• **BRIEF A**: Print the passage from the forum thread on the Australian family trust word for word, beginning at the words "Another thing to" and stopping after the words "at the moment.".

• **TEXT SECTION**:
As a result, I believe I will need to submit forms to the IRS if we decide to sell the block of land and I receive some income as a beneficiary - specifically as the trustee, I'll need to provide US beneficiaries (i.e. myself) with a beneficiary statement; and as a US beneficiary, I'll need to file form 3520 (with the beneficiary statement attached) and pay tax on the received income. However, if we never sell the block of land, then the trust will never make any income or pay distributions. In this case, do I need to file any forms with the IRS?

Also, based on the above description of my family trust, do I need to worry about PFIC or Controlled Foreign Corporation issues? Am I correct in assuming that the trust is a non-grantor trust?

Since I am still in Australia and won't become a US-resident for a long time, I can easily resign as trustee and I'm also happy to be removed as a beneficiary from the trust, if it will make my life easier when I move to the US. Given I'll be a dual-tax resident (at least initially when I move to the US) I'd like to keep things as simple as possible for both the IRS and the Australian Tax Office!

Thanks very much for anyone who is able to give me advice on this!


----------



## 255

Pareto8020 -- You are wise to investigate CFC and PFIC rules, as well as how the U.S. treats foriegn trusts (poorly.) You are currently not a U.S. person and the trust, I presume, was organized under Austrailian law (of which I have zero knowledge.) There is currently no U.S. reporting requirements. If you maintain authority, as the Trustee, after you move to the U.S., you will have FATCA and FBAR reporting requirements. Hence, you would be wise to resign as Trustee, before your move. If you decide to sell the land and disolve the trust before you move -- of course, there would be no U.S. issues at all. If you resign as trustee, since you didn't form or fund the trust, you wouldn't have to file form 3520 until a distribution is made. Even then, it appears your distribution share would only be long term capital gains (if the property was sold at a profit) and return of principal (gift from your mother?) Cheers, 255


----------



## Moulard

Another thing to consider, is what sort of visa are you planning on entering the US. If it is an E3 visa, it is worth noting, that while it allows long term residency, and one can convert to permanent residency, it itself it does not grant permanent residency. Long term Permanent Residents of the US are subject to the same exit rules as US citizens nut long term residents under other visa categories (like the E-3) are not. Depending on the value of your share of any distribution from this trust (and your other assets) it is something to file away if you are planning to be in the US long term. Particularly worth noting giving current stratospheric land values in Oz at the moment.

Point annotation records
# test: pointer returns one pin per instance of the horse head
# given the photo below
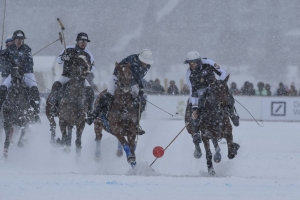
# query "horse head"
(80, 68)
(124, 77)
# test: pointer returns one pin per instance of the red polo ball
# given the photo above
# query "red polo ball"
(158, 151)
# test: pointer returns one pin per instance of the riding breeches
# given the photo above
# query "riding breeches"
(29, 80)
(112, 86)
(63, 80)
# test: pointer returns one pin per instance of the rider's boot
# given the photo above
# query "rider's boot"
(35, 102)
(89, 94)
(55, 97)
(3, 93)
(101, 109)
(231, 111)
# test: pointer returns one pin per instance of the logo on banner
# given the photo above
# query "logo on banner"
(278, 108)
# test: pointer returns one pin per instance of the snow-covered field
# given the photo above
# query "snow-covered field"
(266, 167)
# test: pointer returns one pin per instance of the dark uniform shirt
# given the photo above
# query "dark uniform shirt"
(137, 70)
(73, 51)
(13, 57)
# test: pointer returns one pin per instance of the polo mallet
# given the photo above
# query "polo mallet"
(158, 151)
(3, 23)
(60, 39)
(62, 32)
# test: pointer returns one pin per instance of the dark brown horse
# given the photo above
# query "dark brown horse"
(73, 106)
(122, 117)
(215, 122)
(16, 109)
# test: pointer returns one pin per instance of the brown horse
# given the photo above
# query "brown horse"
(73, 106)
(122, 117)
(215, 123)
(16, 109)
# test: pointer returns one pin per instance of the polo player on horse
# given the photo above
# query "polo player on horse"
(67, 58)
(19, 55)
(200, 74)
(140, 65)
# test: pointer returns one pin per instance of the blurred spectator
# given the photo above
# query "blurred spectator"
(173, 88)
(157, 87)
(292, 92)
(268, 89)
(233, 89)
(185, 90)
(149, 87)
(247, 89)
(281, 91)
(261, 89)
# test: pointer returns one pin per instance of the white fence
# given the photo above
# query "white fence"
(262, 108)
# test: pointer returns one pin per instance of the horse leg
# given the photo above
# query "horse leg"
(79, 131)
(132, 145)
(98, 127)
(52, 123)
(232, 147)
(119, 152)
(23, 131)
(217, 156)
(8, 128)
(209, 163)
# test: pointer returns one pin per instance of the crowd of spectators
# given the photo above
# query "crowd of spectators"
(263, 90)
(248, 89)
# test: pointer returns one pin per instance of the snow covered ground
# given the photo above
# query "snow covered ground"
(266, 167)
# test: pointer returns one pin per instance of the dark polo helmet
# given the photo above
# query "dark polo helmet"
(18, 34)
(82, 36)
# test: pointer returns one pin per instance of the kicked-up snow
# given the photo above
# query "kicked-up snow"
(266, 167)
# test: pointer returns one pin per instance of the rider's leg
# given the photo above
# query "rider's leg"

• **BRIEF B**: Output the lines of the listing word for word, beginning at the line that contains "# test: pointer returns one pin per instance of the kicked-up" and stopping after the final line of the listing.

• **TASK OUTPUT A**:
Another thing to consider, is what sort of visa are you planning on entering the US. If it is an E3 visa, it is worth noting, that while it allows long term residency, and one can convert to permanent residency, it itself it does not grant permanent residency. Long term Permanent Residents of the US are subject to the same exit rules as US citizens nut long term residents under other visa categories (like the E-3) are not. Depending on the value of your share of any distribution from this trust (and your other assets) it is something to file away if you are planning to be in the US long term. Particularly worth noting giving current stratospheric land values in Oz at the moment.

• **TASK OUTPUT B**:
# test: pointer returns one pin per instance of the kicked-up snow
# given the photo above
# query "kicked-up snow"
(266, 167)
# test: pointer returns one pin per instance of the rider's leg
# given the photo above
# query "rider's leg"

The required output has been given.